_SELECTED TEXT_.

--- Begin ---

While I appreciate the intent behind this move, I'm curious who are the people who were paying $2400 (that's a serious amount of money) for what appears to be an introductory course that imparts no work skills (it's usually easier to convince people to pay for courses when they feel it will have a positive impact on their careers or resumes)?


> This course explores the various tools and techniques commonly used by Linux programmers, system administrators and end users to achieve their day-to-day work in a Linux environment. It is designed for experienced computer users who have limited or no previous exposure to Linux.

> Upon completion of this training you should have a good working knowledge of Linux, from both a graphical and command line perspective, allowing you to easily navigate through any of the three major Linux distributions.

Agreed, I'm wondering what this $2400 course will give you that you couldn't get from installing Linux on a partition or a VM and messing around with it in your spare time.

Maybe the course structure is helpful in ensuring good learning outcomes, but developing the hobbyist / enthusiast habit is a good one for any Linux user.

Probably companies paying for their employees' training... Expensive if you ask me, but when you have 500 employees who need to learn some Linux basics, you can't just tell them to learn it themselves at home (and organizing their own training would be expensive).

That is 1 million dollars!

Great! I've always been self-taught with Linux, so I'm sure I do a number of things in a suboptimal way, and this seems like a great way to clear some of those bad habits away.

More information about the "Introduction to Linux" course here: http://training.linuxfoundation.org/linux-courses/system-adm...

This page has a list of the covered topics: http://training.linuxfoundation.org/linux-courses/introducti...

I'm already signed up to this. I'm hoping it'll go beyond what I picked up messing around with Capistrano and AWS. I've enjoyed other courses on the edX platform.

My problem is that there don't seem to be any resources available for learning sysadmin with web development and VPSs specifically in mind. After getting through a book on Unix sysadmin, I learnt about more than I need without really feeling confident about the topics that are relevant to hosting a webapp securely/reliably.

What are "the three major Linux distributions"?

I think CentOS, Ubuntu and openSUSE, as specified in this page: http://training.linuxfoundation.org/ways-to-train/general-in...

>The System Administration courses are written for CentOS 6, Ubuntu 12.04 LTS and OpenSUSE 12

(as the edX course should be the same as the course from the Linux Foundation, I'm assuming this applies as well).

--- End ---

_MATERIAL SHOWN_.
--- Begin ---

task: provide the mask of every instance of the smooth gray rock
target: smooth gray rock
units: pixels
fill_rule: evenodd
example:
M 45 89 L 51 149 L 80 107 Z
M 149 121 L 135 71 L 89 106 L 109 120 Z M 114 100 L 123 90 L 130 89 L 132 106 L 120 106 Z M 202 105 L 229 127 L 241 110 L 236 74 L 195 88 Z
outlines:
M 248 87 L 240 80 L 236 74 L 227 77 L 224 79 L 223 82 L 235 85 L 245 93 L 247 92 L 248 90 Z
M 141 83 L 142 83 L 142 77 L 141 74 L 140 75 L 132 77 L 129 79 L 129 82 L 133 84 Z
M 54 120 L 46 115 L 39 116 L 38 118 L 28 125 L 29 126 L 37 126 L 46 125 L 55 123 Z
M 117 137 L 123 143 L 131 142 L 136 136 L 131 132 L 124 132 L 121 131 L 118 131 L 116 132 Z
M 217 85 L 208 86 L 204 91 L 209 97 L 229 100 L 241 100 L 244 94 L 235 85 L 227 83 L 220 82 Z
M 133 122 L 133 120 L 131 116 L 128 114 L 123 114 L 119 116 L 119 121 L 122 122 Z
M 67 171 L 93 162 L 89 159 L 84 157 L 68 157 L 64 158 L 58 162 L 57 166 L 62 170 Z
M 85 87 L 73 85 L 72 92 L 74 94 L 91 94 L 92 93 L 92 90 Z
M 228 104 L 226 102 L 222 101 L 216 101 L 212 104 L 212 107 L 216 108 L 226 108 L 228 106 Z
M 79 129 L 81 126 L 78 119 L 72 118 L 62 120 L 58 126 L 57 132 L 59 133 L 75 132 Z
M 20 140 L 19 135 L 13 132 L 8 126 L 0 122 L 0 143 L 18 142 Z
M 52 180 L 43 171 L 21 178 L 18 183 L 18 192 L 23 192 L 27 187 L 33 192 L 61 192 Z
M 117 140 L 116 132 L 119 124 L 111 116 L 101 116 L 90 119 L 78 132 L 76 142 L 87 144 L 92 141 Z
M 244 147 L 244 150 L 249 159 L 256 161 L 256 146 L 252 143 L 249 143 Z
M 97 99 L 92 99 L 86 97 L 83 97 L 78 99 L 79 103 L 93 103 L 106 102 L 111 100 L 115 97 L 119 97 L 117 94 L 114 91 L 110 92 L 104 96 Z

--- End ---

_TASK STATEMENT_. In the discussion of the Linux course, the quoted line beginning "The System Administration courses are written for" names several Linux distributions. List each one with its version.

_EXPECTED ANSWER_.
- CentOS 6
- Ubuntu 12.04 LTS
- OpenSUSE 12